• **EXTRACT TO READ**:
━━━━━━━━━━━━━━━━━━━━

Monday, January 26, 2009

January II 2009

Last minute events and time with my east coast friends has made moving a whirlwind of activities. Photos from the party that Broward County Butterfly Club chapter of the North American Butterfly Association gave for me after my presentation, “Heavenly Hairstreaks and Beautiful Blues” are available to see. I will miss my wonderful friends from BCBC very much, but they have promised to make a field trip visit to me and the amazingly pristine Preserves where I will be working.

This is a photograph of an intriguing little moth called a Scarlet-Bodied Wasp Moth, (Cosmosoma myrodora). This beautiful moth, with coloration very similar to the atala butterfly, hangs out with the colonies of atalas in the Bahamas. This photo was taken on Andros Island, where atalas and the moths were nectaring on Hempvine (Mikania scandens). I have many photos of them both nectaring together on the masses of wildflowers surrounding the pine rocklands in the yet-undisturbed areas (at least the areas have been undisturbed for a hundred years, since the last clear-cutting of the pines during the late 1800’s and early 1900’s). Another close up can be found at Butterflies and Moths of North America. Art Constantino found the moth on his Beebalm in Fort Lauderdale.

Art's butterfly garden is a wondrous site, and he's been complaining to me that the Monarchs are bossing around the other butterflies; he is plant-sitting my milkweed plants for a few weeks, until I get situated into my new place. In return, though, he gets cuttings and an opportunity to propagate many more milkweed plants for members of Broward NABA and Master Gardeners.

━━━━━━━━━━━━━━━━━━━━

• **SOURCE EXCERPT**:
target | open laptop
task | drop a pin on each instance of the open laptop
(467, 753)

━━━━━━━━━━━━━━━━━━━━

In the January 2009 blog entry, what plant were the atalas and the wasp moths nectaring on when the photo was taken on Andros Island?

• **RESPONSE TO THE TASK**: Hempvine (Mikania scandens).